* [Brief 1]
In the biography of Rachel Ellyn, reproduce the passage exactly, starting at the words "Rachel started her" and ending after the words "of all three).".
* [Brief 2]
According to the Rachel Ellyn biography, which columnist did her family members tell her to write like?
* [Brief 3]
Write what comes next in the biography of Rachel Ellyn, picking up after its last sentence.

[Text passage Boundary: Start]

Rachel Ellyn

She finally figures out life & love!
At first glance, no one would suspect that Rachel Ellyn’s alter ego is a horror movie watching, popcorn popping, Perrier swilling, couch potato. But after years of foraging a path of self-awareness and determination to avoid repeating patterns—like marrying the wrong men and moving every two years in search of greener pastures—she found the key to bliss. The phrase “grow where you’re planted” takes on deep meaning when you finally figure out what you’re growing!
Now, combining her passion for humor and storytelling with her high-heeled drive, Rachel shares her humorous offbeat take on the world and her experiences in life, love, divorce, and raising kids in a whimsical style that wins her fans internationally.
Rachel started her publishing journey with children’s fiction and flash fiction, but found her true love writing romance, romantic comedies and suspense/thrillers (and a combo of all three).
Rachel currently resides in Kansas City, MO, happily married to husband number four who is the love of the rest of her life (for reals this time).
writ・er / ‘raitǝr
– noun
1. a peculiar organism capable of transforming caffeine into books.
So where did all this start?
Family members have told me since college “you should write a column like Erma” . . . Erma Bombeck that is.
I would look at them like they were crazy, which in my family is not far off the mark, and continue to write letters and then emails keeping everyone up to date on where in the world I was and what the hell I was doing. (I can hear my late aunt’s voice now asking my mother, “What the hell’s Rach doing now?”)

[Text passage Boundary: End]
[Study material Boundary: Start]

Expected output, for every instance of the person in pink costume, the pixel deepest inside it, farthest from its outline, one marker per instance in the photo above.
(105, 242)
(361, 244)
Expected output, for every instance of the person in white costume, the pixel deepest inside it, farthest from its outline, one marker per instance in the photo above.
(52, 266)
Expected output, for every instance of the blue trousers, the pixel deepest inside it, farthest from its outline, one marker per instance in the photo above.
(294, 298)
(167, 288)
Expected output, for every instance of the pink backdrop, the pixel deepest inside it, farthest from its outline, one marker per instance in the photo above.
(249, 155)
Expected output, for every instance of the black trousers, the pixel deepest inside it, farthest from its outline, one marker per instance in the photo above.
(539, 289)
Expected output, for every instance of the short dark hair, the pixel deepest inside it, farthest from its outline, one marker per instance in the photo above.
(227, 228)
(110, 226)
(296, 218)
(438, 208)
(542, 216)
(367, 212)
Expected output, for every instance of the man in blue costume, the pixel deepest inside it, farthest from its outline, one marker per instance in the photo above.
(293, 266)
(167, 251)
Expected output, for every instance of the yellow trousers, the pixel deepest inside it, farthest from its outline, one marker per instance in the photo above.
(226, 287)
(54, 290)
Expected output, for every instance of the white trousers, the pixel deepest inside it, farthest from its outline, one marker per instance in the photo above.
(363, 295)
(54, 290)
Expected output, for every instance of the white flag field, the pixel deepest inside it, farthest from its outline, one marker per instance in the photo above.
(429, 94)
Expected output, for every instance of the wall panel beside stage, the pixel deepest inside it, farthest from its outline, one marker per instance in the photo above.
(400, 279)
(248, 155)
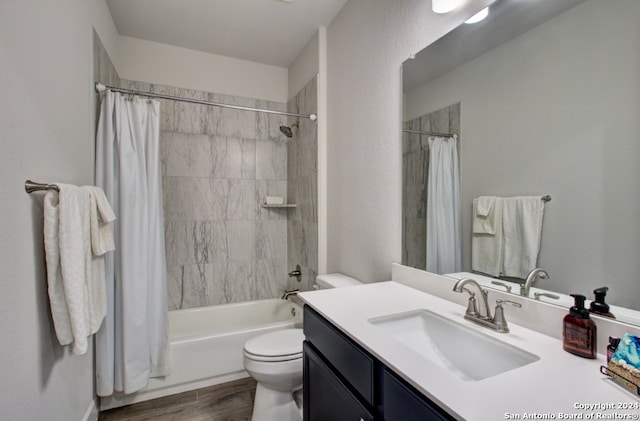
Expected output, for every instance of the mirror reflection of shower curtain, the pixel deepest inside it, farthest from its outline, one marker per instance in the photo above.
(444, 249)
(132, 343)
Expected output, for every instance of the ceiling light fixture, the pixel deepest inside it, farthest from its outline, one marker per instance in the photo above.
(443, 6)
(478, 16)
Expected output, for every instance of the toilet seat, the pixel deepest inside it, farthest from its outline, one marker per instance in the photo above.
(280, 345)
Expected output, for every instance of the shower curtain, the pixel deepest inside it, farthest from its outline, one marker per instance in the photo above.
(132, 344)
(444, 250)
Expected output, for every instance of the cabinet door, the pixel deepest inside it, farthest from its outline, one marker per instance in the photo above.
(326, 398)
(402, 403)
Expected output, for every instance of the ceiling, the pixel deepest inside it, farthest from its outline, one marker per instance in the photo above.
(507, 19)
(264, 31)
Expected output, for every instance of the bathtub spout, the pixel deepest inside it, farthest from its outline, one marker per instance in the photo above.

[Study material Boundary: End]

* [Answer box 1]
Rachel started her publishing journey with children’s fiction and flash fiction, but found her true love writing romance, romantic comedies and suspense/thrillers (and a combo of all three).

* [Answer box 2]
Erma Bombeck

* [Answer box 3]
One day I woke up, and I needed to write. There was this little story inside my head. Really, it was a character, and try as I might this little character’s (the Dust Bunny) story just couldn’t get out of my head.
Years later, a few months after starting my third divorce, it felt as if there were a ton of ping pong balls bouncing in my head, each one a story, bouncing around trying to escape. I picked up a pen and started to write every story as it bounced into my head. That was the birth of The Disfunctional Diva website. A little place to hold all my flash fiction – my little stories – for all the world to see … whether anyone else read them or not.
I had already written and animated Basic Money Management 101 as a business endeavor. Which, by the way, is used in a number of Kansas and Missouri schools and was also picked up by KSU for incoming freshman orientation. But, that summer while driving my kids to camp, the story of the Dust Bunny – Louie Fights the Night – finally wrote itself in my head. How To Train A Woman, my second book was published August 2011. A first for this little girl!
So why do I write?
I write to be less BLONDE! I figure the more stories I get out of my head, the more memory and processing power my brain will have.
I believe you gain immortality by the stories you create in someone’s life. And if you can teach this person to be a great story teller you shall live on forever.
“When I stand before God at the end of my life, I would hope that I would not have a single bit of talent left, and could say, ‘I used everything you gave me’.” Erma Bombeck
My first Disfunctional Diva story . . . How Did I Get Here?
May 4th, 2009
So how did we get to this point in our lives that we wonder why we are still half sane?
I’m 48 and working on wrapping up my third divorce. I have three kids. Oh, to be able to say one from each husband would be so white trash wonderful, but really one is from #1 ex husband, and two are from #2 ex husband. My third soon-to-be ex is, I guess, maybe my cougar experiment.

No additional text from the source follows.